[Extracted records]

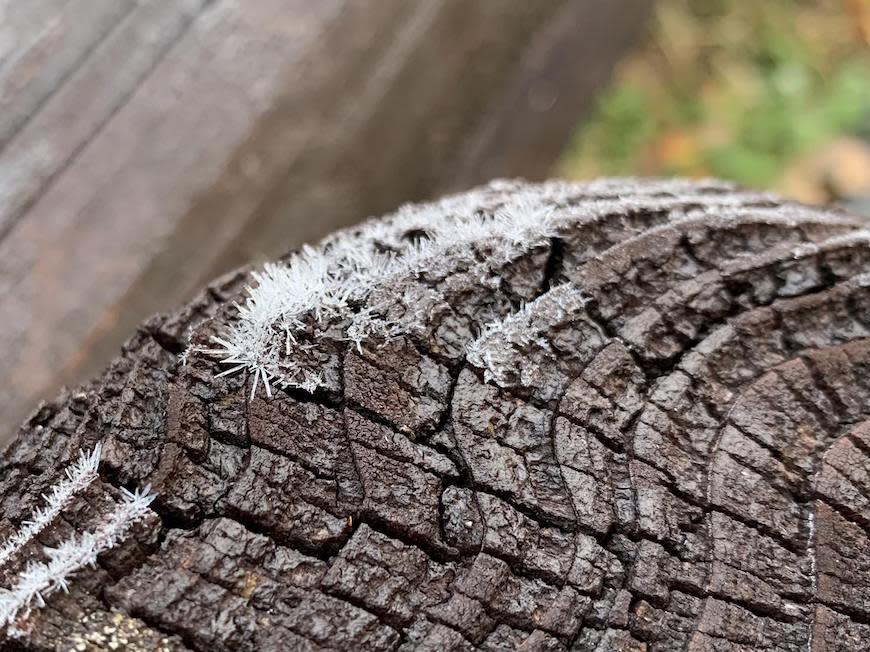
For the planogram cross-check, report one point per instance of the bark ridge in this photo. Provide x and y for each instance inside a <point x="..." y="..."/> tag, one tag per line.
<point x="647" y="430"/>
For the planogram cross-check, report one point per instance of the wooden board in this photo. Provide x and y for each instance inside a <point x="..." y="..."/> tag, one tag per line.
<point x="148" y="146"/>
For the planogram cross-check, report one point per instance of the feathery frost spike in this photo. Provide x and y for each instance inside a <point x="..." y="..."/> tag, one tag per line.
<point x="78" y="477"/>
<point x="40" y="579"/>
<point x="335" y="281"/>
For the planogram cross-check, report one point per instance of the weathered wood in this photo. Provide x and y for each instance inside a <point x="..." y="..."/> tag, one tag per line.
<point x="678" y="461"/>
<point x="146" y="147"/>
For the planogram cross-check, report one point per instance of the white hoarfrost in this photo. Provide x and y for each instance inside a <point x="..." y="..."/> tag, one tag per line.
<point x="495" y="349"/>
<point x="78" y="477"/>
<point x="39" y="579"/>
<point x="331" y="285"/>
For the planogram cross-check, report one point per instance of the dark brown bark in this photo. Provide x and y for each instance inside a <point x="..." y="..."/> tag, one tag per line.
<point x="689" y="471"/>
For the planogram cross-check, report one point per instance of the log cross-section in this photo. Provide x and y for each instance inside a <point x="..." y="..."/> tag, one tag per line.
<point x="646" y="429"/>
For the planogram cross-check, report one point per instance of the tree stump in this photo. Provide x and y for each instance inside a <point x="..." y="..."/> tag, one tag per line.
<point x="644" y="429"/>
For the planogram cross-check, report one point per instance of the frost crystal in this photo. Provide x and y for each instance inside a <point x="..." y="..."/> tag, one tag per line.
<point x="40" y="579"/>
<point x="78" y="477"/>
<point x="292" y="303"/>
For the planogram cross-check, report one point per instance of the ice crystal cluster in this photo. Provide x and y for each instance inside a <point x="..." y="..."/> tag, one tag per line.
<point x="328" y="290"/>
<point x="40" y="579"/>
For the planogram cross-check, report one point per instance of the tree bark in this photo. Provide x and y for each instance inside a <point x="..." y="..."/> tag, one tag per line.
<point x="676" y="461"/>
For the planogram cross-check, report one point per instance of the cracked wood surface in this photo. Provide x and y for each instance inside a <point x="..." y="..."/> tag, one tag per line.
<point x="147" y="146"/>
<point x="678" y="462"/>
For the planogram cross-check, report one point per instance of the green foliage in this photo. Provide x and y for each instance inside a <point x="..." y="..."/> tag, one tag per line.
<point x="731" y="89"/>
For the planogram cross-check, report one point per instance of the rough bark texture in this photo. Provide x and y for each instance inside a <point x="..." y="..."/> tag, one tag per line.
<point x="688" y="470"/>
<point x="218" y="128"/>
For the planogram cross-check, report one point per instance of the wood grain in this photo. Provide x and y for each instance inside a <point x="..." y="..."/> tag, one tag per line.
<point x="159" y="143"/>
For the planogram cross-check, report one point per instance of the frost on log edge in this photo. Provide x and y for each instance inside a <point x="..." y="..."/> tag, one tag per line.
<point x="634" y="420"/>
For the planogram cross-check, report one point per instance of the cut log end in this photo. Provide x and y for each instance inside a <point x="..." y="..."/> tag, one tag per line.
<point x="639" y="421"/>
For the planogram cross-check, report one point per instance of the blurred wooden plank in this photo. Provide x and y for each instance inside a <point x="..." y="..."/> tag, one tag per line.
<point x="263" y="124"/>
<point x="45" y="42"/>
<point x="56" y="134"/>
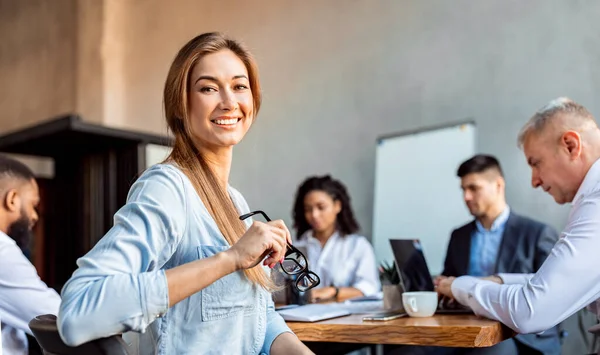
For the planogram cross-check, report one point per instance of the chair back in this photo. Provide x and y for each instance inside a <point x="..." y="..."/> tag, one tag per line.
<point x="45" y="330"/>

> GIVEN INSTRUCTION
An exact transcription of all the entries is required, without the pictures.

> FINAL ANSWER
For the planogram cross-check, report one point per instance of the bark ridge in this photo. Provide x and y for each instance inside a <point x="..." y="..."/> tag, one tag per line.
<point x="647" y="430"/>
For the planogram cross-check, report one point per instance of the wooden board in this photo. Provide x and y for each instance inside a <point x="..." y="..."/> tag, one tag per line.
<point x="148" y="146"/>
For the planogram cross-check, report one point per instance of the feathery frost spike in this photo. Provide x and y for each instance inside a <point x="..." y="..."/> tag, one tag per line.
<point x="78" y="477"/>
<point x="40" y="579"/>
<point x="335" y="281"/>
For the planogram cross-check, report one point per instance of the weathered wood in this photo. Provide x and y for each instance inside a <point x="..." y="..."/> tag, one tag per line.
<point x="678" y="461"/>
<point x="146" y="147"/>
For the planogram cross-check, report one point per instance of the white hoarfrost in this photo. Provide x and y for each instance inside a <point x="..." y="..."/> tag, one tag per line.
<point x="495" y="349"/>
<point x="78" y="477"/>
<point x="39" y="579"/>
<point x="331" y="285"/>
For the planogram cross-check, report one point per instance of the dark brown bark in this photo. Provide x and y for each instance inside a <point x="..." y="..."/> tag, one tag per line.
<point x="689" y="471"/>
For the planogram cross-check, report one point per instance of the log cross-section in this photo. Provide x and y for each instance inside a <point x="..." y="..."/> tag, one tag per line.
<point x="646" y="429"/>
For the planogram cross-check, report one point per instance of the tree stump in this photo. Provide x and y for each instance inside a <point x="..." y="..."/> tag, one tag per line.
<point x="644" y="429"/>
For the planogram cross-check, report one point per instance of the frost crystal in this photo. Provide x and y for each instance inside a <point x="..." y="..."/> tag, one tag per line.
<point x="40" y="579"/>
<point x="78" y="477"/>
<point x="292" y="303"/>
For the planogram cross-check, report one point per instance of the ice crystal cluster in this photo. Provide x and y for each instance inside a <point x="..." y="..."/> tag, one tag per line.
<point x="328" y="290"/>
<point x="40" y="579"/>
For the planogram cross-check, report one point per instance of the tree bark in this photo. Provide x and y for each instance inside a <point x="..." y="..."/> tag, one tag per line.
<point x="676" y="461"/>
For the planogram cross-check, report one point per instance of the cracked wood surface in this photo. Provide x and y for each instance inside a <point x="..." y="..."/> tag, one tag per line.
<point x="147" y="146"/>
<point x="678" y="462"/>
For the planogram cross-check, report one point per instance of the green foliage in this photo. Provide x and y for each instance inside a <point x="..." y="..."/> tag, one tag per line.
<point x="731" y="89"/>
For the planogram cross-check, report one point per instance of the rough bark texture in this photo. Provide x and y for each instance inside a <point x="..." y="..."/> tag, one tag per line.
<point x="688" y="470"/>
<point x="218" y="128"/>
For the planogram cross-check, report one point per instance of the wood grain in this photo. Provide x and y for each instance inside a <point x="..." y="..."/> tag, one tag per line.
<point x="159" y="143"/>
For the planogram cross-check, report one point per instance of the frost on log edge in this photo. Provide x and y for each instance inside a <point x="..." y="..."/> tag, one tag per line.
<point x="634" y="420"/>
For the planogram cross-check, report one point per instance of the cut log end in this photo. Provide x and y for each instance inside a <point x="..." y="..."/> tag, one tag per line.
<point x="639" y="421"/>
For the planogram cross-check, report one point per instance of the blurred wooden plank in this photo. Provide x and y for each instance inside a <point x="..." y="..."/> tag, one tag per line.
<point x="263" y="124"/>
<point x="45" y="42"/>
<point x="56" y="134"/>
For the planogram cross-check, report one point per instance of the chair back in this photo. Provide x and y for each instance inside a <point x="..." y="..."/> tag, one tag per line.
<point x="45" y="330"/>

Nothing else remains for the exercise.